Range to reproduce from the entries below: the line with "Query: terracotta pot", the line with "x=476, y=671", and every line in between. Give them exactly and give nothing else.

### RECORDED INFORMATION:
----------------------------------------

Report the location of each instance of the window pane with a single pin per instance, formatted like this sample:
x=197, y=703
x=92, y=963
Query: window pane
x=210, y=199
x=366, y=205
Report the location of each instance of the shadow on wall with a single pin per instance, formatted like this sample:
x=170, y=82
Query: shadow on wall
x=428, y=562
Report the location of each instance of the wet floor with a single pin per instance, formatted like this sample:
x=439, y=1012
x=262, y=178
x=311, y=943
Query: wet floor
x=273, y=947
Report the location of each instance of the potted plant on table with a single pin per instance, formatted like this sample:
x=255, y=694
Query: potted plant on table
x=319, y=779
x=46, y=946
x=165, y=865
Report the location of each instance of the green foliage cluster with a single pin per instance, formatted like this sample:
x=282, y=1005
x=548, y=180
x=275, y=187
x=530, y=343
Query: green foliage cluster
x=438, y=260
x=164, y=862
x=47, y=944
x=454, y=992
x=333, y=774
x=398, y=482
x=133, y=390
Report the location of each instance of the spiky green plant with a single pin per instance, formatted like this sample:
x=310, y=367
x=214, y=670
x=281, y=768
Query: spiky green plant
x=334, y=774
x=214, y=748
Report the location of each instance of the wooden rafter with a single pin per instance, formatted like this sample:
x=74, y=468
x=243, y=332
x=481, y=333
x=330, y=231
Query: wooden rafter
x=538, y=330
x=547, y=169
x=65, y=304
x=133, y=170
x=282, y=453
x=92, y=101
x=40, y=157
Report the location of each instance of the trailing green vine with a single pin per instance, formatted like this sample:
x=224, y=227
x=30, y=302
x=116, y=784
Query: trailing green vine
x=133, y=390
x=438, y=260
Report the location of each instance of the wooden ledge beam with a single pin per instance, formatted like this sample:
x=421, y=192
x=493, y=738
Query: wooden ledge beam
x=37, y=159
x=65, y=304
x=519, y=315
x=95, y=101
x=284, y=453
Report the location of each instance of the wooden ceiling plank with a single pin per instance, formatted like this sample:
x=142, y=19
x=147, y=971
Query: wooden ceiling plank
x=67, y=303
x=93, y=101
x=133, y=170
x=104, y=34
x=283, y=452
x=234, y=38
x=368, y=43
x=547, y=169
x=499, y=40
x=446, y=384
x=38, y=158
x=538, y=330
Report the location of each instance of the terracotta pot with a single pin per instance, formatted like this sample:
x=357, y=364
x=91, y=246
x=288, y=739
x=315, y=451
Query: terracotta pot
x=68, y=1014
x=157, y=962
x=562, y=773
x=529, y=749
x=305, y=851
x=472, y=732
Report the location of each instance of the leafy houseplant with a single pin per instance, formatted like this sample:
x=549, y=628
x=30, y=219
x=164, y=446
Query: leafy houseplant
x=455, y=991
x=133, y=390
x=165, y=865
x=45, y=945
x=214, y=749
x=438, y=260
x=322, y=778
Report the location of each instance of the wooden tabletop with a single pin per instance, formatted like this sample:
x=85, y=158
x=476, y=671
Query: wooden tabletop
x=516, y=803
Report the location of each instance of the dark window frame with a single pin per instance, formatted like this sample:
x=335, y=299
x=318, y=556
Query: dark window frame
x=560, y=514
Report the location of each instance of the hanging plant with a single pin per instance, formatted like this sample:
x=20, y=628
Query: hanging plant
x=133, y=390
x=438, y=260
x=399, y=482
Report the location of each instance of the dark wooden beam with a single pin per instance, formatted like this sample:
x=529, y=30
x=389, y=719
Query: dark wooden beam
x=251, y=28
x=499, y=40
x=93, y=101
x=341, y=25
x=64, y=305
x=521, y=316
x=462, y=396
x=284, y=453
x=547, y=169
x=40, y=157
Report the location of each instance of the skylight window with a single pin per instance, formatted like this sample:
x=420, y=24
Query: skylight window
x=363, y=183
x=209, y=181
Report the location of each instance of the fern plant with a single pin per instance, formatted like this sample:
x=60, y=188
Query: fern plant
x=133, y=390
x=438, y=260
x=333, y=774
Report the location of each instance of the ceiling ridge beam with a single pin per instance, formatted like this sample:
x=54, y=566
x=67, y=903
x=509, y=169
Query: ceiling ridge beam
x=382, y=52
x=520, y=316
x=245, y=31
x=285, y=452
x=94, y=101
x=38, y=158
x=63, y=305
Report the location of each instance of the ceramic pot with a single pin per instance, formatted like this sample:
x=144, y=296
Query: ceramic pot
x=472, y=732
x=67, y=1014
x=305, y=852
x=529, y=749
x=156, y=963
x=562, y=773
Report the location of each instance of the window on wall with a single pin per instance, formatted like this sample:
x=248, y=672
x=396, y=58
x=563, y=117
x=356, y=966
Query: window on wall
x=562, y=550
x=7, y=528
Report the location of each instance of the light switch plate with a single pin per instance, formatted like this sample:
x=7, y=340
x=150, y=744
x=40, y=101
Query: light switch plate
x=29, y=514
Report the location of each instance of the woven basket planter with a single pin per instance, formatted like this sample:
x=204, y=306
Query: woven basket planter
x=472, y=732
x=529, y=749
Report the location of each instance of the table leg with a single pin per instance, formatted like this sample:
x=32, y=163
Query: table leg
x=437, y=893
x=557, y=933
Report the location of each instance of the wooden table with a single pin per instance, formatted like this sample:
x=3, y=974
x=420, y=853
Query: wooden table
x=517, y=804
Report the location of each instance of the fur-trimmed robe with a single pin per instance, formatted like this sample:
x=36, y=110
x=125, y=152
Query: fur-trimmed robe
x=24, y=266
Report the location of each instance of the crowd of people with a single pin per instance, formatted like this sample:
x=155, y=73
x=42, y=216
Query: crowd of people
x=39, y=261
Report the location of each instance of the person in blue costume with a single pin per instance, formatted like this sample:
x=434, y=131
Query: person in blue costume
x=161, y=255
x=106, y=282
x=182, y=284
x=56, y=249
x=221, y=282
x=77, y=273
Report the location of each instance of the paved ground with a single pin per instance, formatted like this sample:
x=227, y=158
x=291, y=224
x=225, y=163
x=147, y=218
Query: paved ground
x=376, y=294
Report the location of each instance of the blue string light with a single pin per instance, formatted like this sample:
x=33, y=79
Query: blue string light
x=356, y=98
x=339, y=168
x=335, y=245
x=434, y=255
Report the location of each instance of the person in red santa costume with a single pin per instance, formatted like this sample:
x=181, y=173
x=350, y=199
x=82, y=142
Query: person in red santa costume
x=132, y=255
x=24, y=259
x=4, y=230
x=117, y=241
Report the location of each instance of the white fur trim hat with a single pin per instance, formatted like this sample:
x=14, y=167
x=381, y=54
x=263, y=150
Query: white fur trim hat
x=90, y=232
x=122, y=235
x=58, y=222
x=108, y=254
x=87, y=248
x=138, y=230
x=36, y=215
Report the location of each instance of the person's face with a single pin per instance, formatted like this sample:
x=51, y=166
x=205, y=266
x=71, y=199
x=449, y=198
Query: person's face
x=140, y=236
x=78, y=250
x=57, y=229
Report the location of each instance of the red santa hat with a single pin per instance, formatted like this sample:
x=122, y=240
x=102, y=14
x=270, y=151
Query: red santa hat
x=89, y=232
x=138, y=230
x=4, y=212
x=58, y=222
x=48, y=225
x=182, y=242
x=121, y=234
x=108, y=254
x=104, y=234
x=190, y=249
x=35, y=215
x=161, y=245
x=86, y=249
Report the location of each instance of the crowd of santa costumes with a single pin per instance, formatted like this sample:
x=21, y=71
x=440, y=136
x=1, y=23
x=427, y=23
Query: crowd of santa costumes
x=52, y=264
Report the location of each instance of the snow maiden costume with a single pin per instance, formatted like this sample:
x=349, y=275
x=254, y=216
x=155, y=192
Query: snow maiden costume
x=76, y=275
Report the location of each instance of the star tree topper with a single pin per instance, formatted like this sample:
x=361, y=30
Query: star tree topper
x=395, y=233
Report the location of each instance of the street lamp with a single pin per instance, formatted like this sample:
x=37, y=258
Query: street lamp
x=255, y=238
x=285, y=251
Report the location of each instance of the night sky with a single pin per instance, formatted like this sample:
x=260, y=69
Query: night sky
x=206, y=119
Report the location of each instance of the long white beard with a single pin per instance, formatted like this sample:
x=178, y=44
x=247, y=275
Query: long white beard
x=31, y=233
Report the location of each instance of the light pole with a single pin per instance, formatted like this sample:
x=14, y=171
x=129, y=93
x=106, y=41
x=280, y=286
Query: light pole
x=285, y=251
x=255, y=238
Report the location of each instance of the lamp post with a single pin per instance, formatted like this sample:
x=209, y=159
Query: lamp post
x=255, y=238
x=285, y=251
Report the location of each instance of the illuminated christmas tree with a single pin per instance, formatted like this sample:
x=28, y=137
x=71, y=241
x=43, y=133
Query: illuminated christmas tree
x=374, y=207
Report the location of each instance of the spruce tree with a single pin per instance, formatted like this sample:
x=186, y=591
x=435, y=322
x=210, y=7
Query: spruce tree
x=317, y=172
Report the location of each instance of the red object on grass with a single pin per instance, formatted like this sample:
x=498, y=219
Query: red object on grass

----------------------------------------

### ANSWER TO THE PROBLEM:
Query: terracotta pot
x=68, y=1014
x=157, y=962
x=562, y=773
x=529, y=749
x=305, y=851
x=472, y=732
Report the location of each instance of the leafy houseplant with a single pin per instance, formatted like this sample:
x=549, y=628
x=30, y=219
x=164, y=446
Query: leafy houseplant
x=455, y=991
x=133, y=390
x=165, y=865
x=45, y=945
x=214, y=749
x=438, y=260
x=322, y=778
Report the location of each instance of the wooden tabletop with a single pin per instance, formatted like this sample:
x=85, y=158
x=476, y=671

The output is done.